Reproduce every line of the material below, requests included, multiplying each coordinate in the answers by 1.9 and rounding to whole numbers, with halves rounded up. Leave the pictures out of your answer.

───── Supplied material

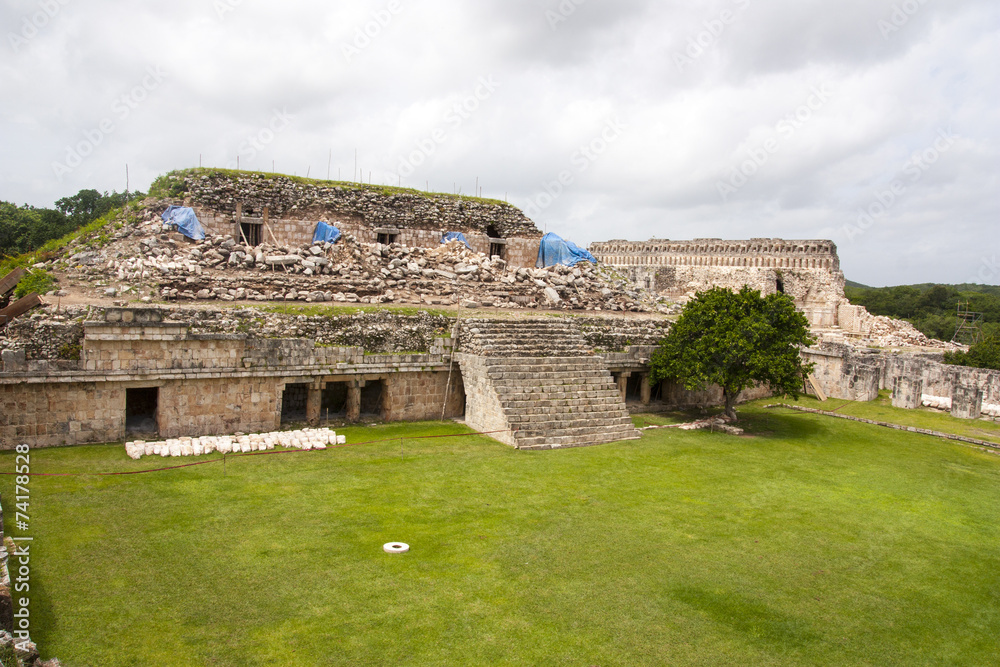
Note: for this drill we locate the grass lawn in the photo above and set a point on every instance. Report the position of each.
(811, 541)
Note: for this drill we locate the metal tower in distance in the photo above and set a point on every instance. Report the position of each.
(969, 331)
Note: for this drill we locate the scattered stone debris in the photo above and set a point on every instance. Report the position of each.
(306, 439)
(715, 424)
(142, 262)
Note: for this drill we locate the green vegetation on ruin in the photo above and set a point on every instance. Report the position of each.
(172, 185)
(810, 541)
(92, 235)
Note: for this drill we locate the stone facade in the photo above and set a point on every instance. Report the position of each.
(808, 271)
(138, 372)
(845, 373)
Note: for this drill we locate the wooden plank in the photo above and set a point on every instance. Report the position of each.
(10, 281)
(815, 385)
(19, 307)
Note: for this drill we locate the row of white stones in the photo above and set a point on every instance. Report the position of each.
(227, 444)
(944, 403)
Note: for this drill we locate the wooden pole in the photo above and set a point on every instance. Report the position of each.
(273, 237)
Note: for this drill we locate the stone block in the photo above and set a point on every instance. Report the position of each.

──────────

## Answer for the task
Note: for this drill we locate the grass lawn in the photo above and set a point on every instance. Report the position of each.
(1541, 1028)
Note: for this drill we locate the metal tower in distance in the photo above and set a point on every instance. Report the position of each.
(1841, 629)
Note: for this drill we locate the scattered stone debris in the photo above and set a point on every instance. Report the position of each.
(581, 834)
(1359, 806)
(270, 498)
Note: for this drill we locate the green vegetation on ruin in the photo above and set a point on every instance. Report the position of each.
(327, 352)
(1539, 1028)
(175, 447)
Note: for this drill we locate the stone facade in the photo above and set a point on every instance. Report the position of each.
(1535, 515)
(262, 707)
(1606, 709)
Note: for this drill we locate the wooden plank in the photo above and set a point on every instance. Report the position of each.
(19, 534)
(1549, 732)
(36, 583)
Note: for this drill we locate the row of white stones in the photo above and set a point on every instance. Report the position of each.
(431, 844)
(1794, 766)
Note: for this drill we locate the wooden pole in the photo above and set a point on every instance. Report the position of each.
(519, 450)
Note: for this drill we locate the stone block in the photo above and set a point on every instance. Report the position of each.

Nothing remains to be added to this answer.